_Esercizi da svolgere_:
[1] Nell'estratto fornito, in che data è stata depositata la sentenza n. 46376/2019?
[2] Riscrivi in forma più breve il paragrafo dell'estratto fornito che comincia con "Si segnala ai lettori del blog", mantenendo i fatti principali.

_Estratto fornito_:

------------------------

Commette reato di trattamento illecito di dati personali chi, in assenza di autorizzazione, inserisca il numero di telefono di un soggetto per la registrazione su chat erotica.
Si segnala ai lettori del blog la sentenza n. 46376/2019, depositata il 14.11.2019, con la quale la Suprema Corte chiamata a pronunciarsi in materia di tutela penale del diritto alla privacy ha confermato la penale responsabilità dell’imputata in ordine al reato di trattamento illecito di dati di cui ricorrevano tutti gli elementi costitutivi in ragione del nocumento arrecato alla persona offesa.
L’imputazione e la doppia conforme di merito.
La Corte di appello di Caltanissetta confermava la sentenza di condanna inflitta in primo grado all’imputata, tratta a giudizio per aver registrato l’utenza cellulare della madre su una piattaforma internet di chat erotiche mediante la quali i frequentatori della chat potevano contattare la persona offesa.

------------------------

(Estratti dal dataset di puntamento)
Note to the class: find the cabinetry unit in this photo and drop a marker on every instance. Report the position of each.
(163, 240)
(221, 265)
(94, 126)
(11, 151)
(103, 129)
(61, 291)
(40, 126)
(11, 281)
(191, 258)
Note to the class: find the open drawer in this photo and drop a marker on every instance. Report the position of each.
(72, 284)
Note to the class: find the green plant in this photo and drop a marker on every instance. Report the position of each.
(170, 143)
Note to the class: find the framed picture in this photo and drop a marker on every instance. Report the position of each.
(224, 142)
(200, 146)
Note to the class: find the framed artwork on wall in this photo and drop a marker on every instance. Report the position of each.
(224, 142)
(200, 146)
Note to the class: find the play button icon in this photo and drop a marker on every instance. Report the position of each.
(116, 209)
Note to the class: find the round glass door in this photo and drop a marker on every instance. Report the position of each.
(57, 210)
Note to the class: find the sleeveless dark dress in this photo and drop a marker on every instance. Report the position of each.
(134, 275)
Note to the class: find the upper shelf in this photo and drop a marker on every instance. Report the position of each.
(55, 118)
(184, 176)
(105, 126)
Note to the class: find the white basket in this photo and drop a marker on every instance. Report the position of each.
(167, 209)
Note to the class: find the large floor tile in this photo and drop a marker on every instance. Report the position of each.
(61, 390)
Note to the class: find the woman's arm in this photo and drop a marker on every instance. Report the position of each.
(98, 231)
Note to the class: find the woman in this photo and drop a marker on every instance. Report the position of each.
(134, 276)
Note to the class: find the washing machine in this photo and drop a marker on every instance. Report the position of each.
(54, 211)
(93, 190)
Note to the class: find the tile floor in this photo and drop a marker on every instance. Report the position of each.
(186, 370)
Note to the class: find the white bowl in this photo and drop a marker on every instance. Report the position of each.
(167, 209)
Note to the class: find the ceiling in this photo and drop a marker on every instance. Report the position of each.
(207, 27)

------------------------

_Risultati attesi_:
[1] Il 14.11.2019.

[2] Con la sentenza n. 46376/2019, depositata il 14.11.2019, la Suprema Corte si è pronunciata sulla tutela penale della privacy. Ha confermato la responsabilità penale dell'imputata per trattamento illecito di dati. Erano presenti tutti gli elementi del reato, dato il danno causato alla persona offesa.